[Pointing dataset records]

● ● ● ● ●

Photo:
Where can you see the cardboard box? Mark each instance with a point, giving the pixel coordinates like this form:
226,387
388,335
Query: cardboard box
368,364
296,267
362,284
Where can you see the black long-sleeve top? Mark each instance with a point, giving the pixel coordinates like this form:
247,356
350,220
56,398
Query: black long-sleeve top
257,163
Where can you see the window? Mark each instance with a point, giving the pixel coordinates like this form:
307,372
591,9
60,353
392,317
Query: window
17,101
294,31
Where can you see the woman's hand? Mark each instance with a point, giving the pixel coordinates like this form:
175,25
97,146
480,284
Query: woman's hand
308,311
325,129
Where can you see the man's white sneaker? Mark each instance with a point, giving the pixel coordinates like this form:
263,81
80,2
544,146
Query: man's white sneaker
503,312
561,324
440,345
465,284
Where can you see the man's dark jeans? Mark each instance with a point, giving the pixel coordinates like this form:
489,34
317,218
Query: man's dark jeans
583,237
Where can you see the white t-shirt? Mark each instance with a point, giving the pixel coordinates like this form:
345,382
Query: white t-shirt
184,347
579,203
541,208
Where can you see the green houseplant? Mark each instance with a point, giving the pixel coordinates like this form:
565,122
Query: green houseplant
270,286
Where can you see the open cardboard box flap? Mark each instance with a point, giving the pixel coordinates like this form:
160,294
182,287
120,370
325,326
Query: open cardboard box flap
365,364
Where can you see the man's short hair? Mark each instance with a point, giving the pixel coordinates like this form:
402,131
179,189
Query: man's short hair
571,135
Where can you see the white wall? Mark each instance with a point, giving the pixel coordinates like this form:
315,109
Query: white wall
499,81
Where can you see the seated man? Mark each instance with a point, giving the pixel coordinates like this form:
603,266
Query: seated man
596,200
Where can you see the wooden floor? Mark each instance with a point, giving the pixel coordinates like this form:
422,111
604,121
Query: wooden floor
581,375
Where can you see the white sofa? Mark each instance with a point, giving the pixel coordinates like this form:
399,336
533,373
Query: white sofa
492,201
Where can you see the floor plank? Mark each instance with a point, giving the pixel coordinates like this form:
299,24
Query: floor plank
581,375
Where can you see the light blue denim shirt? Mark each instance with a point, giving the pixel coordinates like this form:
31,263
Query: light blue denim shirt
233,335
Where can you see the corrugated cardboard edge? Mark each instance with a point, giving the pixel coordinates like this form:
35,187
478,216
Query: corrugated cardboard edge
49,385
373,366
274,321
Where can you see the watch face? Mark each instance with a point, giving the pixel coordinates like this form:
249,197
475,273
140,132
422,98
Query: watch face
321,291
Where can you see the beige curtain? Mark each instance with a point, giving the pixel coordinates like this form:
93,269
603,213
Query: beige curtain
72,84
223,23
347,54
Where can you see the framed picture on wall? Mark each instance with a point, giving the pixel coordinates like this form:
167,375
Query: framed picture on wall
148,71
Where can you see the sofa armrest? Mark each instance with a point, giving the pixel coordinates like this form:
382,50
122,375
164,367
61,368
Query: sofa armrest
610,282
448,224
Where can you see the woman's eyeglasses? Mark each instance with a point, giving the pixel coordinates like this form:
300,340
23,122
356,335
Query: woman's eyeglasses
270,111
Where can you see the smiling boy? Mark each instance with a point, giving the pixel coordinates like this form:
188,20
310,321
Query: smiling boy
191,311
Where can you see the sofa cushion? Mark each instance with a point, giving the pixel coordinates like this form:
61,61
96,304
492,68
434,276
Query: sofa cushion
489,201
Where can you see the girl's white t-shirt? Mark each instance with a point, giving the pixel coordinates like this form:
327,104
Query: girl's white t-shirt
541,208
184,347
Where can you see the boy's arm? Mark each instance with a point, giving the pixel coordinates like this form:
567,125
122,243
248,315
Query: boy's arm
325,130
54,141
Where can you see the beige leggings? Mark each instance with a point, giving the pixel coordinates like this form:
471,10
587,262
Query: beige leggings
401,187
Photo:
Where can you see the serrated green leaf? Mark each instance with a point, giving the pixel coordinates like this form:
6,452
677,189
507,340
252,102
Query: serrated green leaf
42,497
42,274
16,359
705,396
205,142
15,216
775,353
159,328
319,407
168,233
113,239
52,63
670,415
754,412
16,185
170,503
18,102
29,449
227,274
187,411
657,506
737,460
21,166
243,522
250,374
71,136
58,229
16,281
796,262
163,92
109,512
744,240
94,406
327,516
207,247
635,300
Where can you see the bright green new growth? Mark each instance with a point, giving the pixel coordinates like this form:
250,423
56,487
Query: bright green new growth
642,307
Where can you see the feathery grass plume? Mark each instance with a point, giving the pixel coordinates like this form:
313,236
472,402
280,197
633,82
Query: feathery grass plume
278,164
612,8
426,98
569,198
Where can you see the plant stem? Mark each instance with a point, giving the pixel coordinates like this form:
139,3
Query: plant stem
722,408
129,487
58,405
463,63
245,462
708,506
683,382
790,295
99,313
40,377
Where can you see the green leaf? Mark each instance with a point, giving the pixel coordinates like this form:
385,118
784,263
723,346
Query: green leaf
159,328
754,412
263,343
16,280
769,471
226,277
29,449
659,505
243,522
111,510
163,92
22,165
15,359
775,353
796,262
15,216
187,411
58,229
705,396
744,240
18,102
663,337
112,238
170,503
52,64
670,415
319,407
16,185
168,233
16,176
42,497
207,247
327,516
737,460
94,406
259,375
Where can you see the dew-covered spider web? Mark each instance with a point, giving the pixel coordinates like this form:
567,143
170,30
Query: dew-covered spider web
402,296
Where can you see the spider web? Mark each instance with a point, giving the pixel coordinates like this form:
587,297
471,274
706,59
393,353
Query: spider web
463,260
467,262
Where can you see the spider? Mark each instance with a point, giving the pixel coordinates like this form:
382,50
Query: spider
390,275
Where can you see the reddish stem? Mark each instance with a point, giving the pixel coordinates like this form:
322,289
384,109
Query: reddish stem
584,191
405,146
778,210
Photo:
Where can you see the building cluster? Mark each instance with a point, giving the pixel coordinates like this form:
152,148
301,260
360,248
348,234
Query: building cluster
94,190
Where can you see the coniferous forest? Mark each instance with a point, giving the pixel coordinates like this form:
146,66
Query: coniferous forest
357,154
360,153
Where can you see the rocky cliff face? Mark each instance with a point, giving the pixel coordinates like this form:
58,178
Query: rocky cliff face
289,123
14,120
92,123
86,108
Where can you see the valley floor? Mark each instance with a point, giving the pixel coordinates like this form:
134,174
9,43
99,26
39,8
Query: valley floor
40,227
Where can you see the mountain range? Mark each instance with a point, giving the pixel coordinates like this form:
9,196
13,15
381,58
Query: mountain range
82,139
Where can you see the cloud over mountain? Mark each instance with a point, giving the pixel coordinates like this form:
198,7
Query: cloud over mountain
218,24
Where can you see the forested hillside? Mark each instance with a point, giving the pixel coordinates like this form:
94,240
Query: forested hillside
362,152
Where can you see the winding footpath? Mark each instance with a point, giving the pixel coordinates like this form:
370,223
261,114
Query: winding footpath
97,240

● ● ● ● ●

**The task**. Word for word, extract all the records.

**Written answer**.
Photo:
Where can you see the cardboard box? Mark each instance with a point, giving the pixel coordinates like this form:
226,387
388,335
Query: cardboard box
368,364
296,267
362,284
Where can you see the black long-sleeve top? Mark each instance with a point, giving the pixel coordinates like this form:
247,356
350,220
56,398
Query: black long-sleeve top
257,163
Where can you see the window? Mark each instance with a point, giving the pixel coordinates like this form:
307,372
591,9
60,353
392,317
Query: window
17,101
294,31
Where can you see the woman's hand? Mark each instance with a point, giving the pixel coordinates like this form:
175,25
97,146
480,284
Query: woman's hand
308,311
325,129
Where can you see the man's white sneaker? Mark each instance with a point, giving the pixel coordinates like this form:
263,81
80,2
544,146
Query: man's white sneaker
503,312
561,324
440,345
465,284
Where can you see the man's dark jeans? Mark each instance with a point, giving the pixel coordinates like this form:
489,34
317,218
Query: man's dark jeans
583,237
Where can you see the white t-shirt? Mark each instance with a point, giving the pixel coordinates like this form:
345,382
Query: white t-shirt
184,347
579,203
541,208
Where can you see the green houseplant? Mark each instance with a point, giving the pixel coordinates like this form:
565,122
Query: green houseplant
270,286
Where can you see the open cardboard box flap? Mark each instance with a point, giving the pixel coordinates like this form:
160,294
182,287
120,370
325,326
Query: open cardboard box flap
365,364
Where can you see the man's short hair? Mark each instance with a point, giving the pixel coordinates like this form:
402,131
179,189
Query: man's short hair
571,135
Where can you see the white wall? Mark each instance with a point, giving the pixel coordinates like this form:
315,109
Query: white wall
499,81
Where can you see the seated man? Mark each instance with a point, giving the pixel coordinates like this form:
603,266
Query: seated man
596,200
Where can you see the wooden floor? Mark each instance with a point, giving the pixel coordinates like this form:
422,111
604,121
Query: wooden floor
581,375
Where can you see the white sofa? Mark each instance with a point, giving the pixel coordinates like this form:
399,336
533,373
Query: white sofa
492,201
Where can you see the floor plank? Mark each instance with a point, giving the pixel coordinates like this form:
299,24
Query: floor plank
581,375
Where can you see the light blue denim shirt? Mark each instance with a point, giving the pixel coordinates like this form:
31,263
Query: light blue denim shirt
233,335
Where can you see the corrugated cardboard edge? Mark each instance with a point, giving the pixel coordinates like this form:
35,187
478,216
Query: corrugated cardboard edge
49,385
373,366
274,321
Where can you see the watch face? Mark each instance with a point, giving the pixel coordinates like this form:
249,197
475,273
140,132
422,98
Query: watch face
321,291
Where can you see the beige curtain? Mark each instance with a point, giving the pixel coordinates like this form:
93,269
603,213
Query: beige curtain
72,84
223,23
347,54
Where can you see the framed picture on wall? Mark each instance with a point, giving the pixel coordinates like this form:
167,375
Query: framed picture on wall
148,71
Where can you see the sofa armrest? Mark each instance with a point, giving the pixel coordinates like this form:
382,50
122,375
164,367
61,368
Query: sofa armrest
610,282
448,224
Where can you see the woman's eyeglasses? Mark each instance with a point, giving the pixel coordinates like this form:
300,340
23,122
356,335
Query: woman's eyeglasses
270,111
Where can you see the smiling boy? Mark each instance with a point, giving the pixel coordinates like this form:
188,20
310,321
Query: smiling boy
191,311
Where can you see the sofa cushion? Mark each instance with a point, giving the pixel coordinates like this form:
61,61
96,304
492,68
434,276
Query: sofa cushion
489,201
Where can you see the girl's white t-shirt? Mark each instance with a point, giving the pixel coordinates like this form:
327,104
Query: girl's white t-shirt
541,208
184,347
Where can you see the boy's arm? Mark each instance with a point, giving the pixel coordinates like this form:
567,125
122,243
248,315
Query: boy's arm
325,130
54,141
Where can you see the beige leggings? Mark each instance with a point, giving the pixel coordinates like this form:
471,10
587,262
Query: beige leggings
401,187
Photo:
Where can you see the serrated green leaf? Mark each instance with a point, giving the pixel coordinates like this form:
6,452
677,189
507,340
252,102
Query: serrated green leaf
42,497
42,274
16,359
705,396
205,142
15,216
775,353
159,328
319,407
168,233
113,239
52,63
670,415
754,412
16,185
170,503
18,102
29,449
227,274
187,411
657,506
737,460
21,166
243,522
250,374
71,136
58,229
16,281
796,262
163,92
109,512
744,240
94,406
327,516
207,247
635,300
Where can you see the bright green new growth? Mark each instance with a point, giving the pixel coordinates like this form:
250,423
56,487
Query: bright green new growth
642,307
Where can you see the feathery grass plume? Mark each instance with a point, giving the pixel coordinates like this form:
313,236
472,402
280,197
633,82
Query: feathery grass plume
278,164
612,8
426,98
569,198
Where can you see the plant stem? Mark each instance with a point, giving the pixel coordinates like this form:
139,3
Query: plant stem
722,408
129,487
58,405
463,63
245,462
708,506
683,382
790,295
99,313
40,377
Where can you see the green leaf? Mark each instance with a point, giving the pixel coordinates like this form:
385,118
784,263
723,346
Query: green leaf
159,328
754,412
263,343
16,280
769,471
226,277
29,449
659,505
243,522
111,510
163,92
22,165
15,359
775,353
796,262
15,216
187,411
58,229
705,396
744,240
18,102
663,337
112,238
170,503
52,64
670,415
319,407
16,185
168,233
16,176
42,497
207,247
327,516
737,460
94,406
259,375
Where can you see the dew-covered spider web? Mark each instance with a point, giving the pixel coordinates like this form:
567,143
170,30
Query: dew-covered spider web
402,296
Where can you see the spider web? Mark each instance with a point, giving the pixel coordinates like this form:
587,297
471,274
706,59
393,353
Query: spider web
463,260
467,262
Where can you see the spider? Mark each instance with a point, giving the pixel coordinates like this form:
382,50
Query: spider
390,275
Where can you see the reddish stem? Mark each instance with a point, giving the pixel coordinates like this form:
322,289
384,109
Query: reddish stem
584,191
405,146
778,210
Photo:
Where can you see the building cluster? Mark each instance with a point, giving the pixel coordinates like this form:
152,148
301,260
360,248
348,234
Query: building cluster
94,190
Where can you see the coniferous forest? Mark each instance with a point, giving the pixel coordinates like this form:
146,66
Query: coniferous forest
357,154
360,153
Where can you see the rocky cliff face? Mark each instance with a point, giving the pixel coordinates like this form:
58,178
Query: rocky cliff face
289,123
14,120
92,123
86,108
Where can you see the valley floor? Mark each instance with a point, giving the pixel coordinates like this form:
134,174
9,43
99,26
39,8
Query: valley floor
40,227
Where can you see the mountain range? Mark each instance with a point, giving the pixel coordinates like this form:
9,196
13,15
381,58
Query: mountain range
82,139
Where can you see the cloud over mountain? Mark each instance with a point, giving the pixel coordinates like this form:
198,7
Query: cloud over mountain
218,24
Where can you see the forested hillside? Mark each instance with a point, giving the pixel coordinates like this form:
94,240
Query: forested hillside
362,152
Where can you see the winding footpath? Mark each instance with a point, giving the pixel coordinates like this form:
370,223
261,114
Query: winding footpath
97,240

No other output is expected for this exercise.